= Given information =
<<<<
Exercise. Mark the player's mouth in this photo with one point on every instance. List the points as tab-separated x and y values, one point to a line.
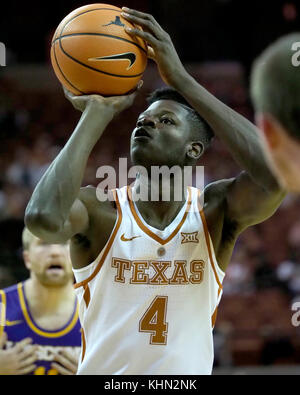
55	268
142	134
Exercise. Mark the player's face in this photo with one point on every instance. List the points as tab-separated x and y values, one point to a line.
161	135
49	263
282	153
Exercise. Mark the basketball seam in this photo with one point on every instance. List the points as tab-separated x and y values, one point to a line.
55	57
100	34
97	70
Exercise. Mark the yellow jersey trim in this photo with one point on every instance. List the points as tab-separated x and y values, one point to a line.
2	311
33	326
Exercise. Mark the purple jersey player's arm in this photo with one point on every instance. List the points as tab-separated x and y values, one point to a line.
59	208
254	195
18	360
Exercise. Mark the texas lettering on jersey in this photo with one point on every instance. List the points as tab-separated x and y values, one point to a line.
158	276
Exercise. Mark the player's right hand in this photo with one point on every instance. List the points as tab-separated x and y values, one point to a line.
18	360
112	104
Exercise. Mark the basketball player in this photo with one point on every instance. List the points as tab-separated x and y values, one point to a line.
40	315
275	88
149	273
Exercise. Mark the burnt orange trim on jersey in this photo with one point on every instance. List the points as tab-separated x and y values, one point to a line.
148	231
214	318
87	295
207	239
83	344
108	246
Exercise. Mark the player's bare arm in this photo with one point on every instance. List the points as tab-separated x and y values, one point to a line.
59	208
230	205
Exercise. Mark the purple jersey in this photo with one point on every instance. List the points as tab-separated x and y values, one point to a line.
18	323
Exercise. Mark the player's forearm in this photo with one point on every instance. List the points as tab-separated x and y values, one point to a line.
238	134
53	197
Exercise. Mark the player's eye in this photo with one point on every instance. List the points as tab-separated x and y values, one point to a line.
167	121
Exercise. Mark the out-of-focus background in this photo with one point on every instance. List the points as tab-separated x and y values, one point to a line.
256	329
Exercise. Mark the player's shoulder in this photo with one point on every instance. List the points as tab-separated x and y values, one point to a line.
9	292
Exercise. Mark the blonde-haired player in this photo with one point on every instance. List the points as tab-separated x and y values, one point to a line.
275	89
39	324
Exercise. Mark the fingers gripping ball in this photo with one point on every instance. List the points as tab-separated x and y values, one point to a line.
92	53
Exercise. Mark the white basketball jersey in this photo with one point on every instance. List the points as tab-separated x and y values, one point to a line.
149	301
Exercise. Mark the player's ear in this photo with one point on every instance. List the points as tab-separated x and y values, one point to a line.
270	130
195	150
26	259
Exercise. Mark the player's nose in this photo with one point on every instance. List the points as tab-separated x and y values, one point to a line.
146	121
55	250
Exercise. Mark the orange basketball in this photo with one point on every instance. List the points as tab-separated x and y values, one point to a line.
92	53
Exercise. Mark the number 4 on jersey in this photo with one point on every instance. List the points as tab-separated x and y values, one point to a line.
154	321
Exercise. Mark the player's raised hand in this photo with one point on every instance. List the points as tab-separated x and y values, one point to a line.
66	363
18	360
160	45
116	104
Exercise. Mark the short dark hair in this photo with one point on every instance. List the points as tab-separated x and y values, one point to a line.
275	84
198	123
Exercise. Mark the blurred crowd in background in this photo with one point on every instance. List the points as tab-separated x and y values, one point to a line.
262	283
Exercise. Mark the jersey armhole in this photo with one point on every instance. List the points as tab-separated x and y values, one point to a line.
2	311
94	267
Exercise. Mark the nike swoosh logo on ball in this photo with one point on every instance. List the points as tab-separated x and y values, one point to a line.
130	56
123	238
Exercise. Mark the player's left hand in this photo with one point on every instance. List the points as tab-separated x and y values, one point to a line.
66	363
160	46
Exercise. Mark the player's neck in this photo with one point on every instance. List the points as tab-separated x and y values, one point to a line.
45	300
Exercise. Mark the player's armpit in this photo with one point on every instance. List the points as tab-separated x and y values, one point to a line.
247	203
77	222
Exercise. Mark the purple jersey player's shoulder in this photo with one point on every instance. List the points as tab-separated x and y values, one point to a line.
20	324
>>>>
Quote exactly what appears from the line containing "Exercise. Mark the jersey" through the final line of the listing above, including both of those lines.

Exercise. Mark the jersey armhole in this photo with one point on every instance. List the points as tab-separated x and y values, one point to a line.
2	311
94	267
Exercise. Mark the nike swoosh logo on ball in this photo with one point on every instance. List the points as tab-separated x and y values, one point to a line.
130	56
123	238
Exercise. Mark the player's left hand in this photo with one point on every instance. List the points as tab-separated x and y values, one point to a line.
66	363
160	46
Exercise. Mark the player's neck in this photo with one point on every instance. List the points as tab-separated x and y values, one point to a line.
45	300
Exercise. Mark the player's armpit in this photo with one point on every instance. List the points as tab-separated x and y values, one point to a line.
247	203
77	222
Exercise. Mark the purple jersey player's shoulder in this photo with one point on every instance. List the points as tab-separated x and y values, one point to a line.
20	324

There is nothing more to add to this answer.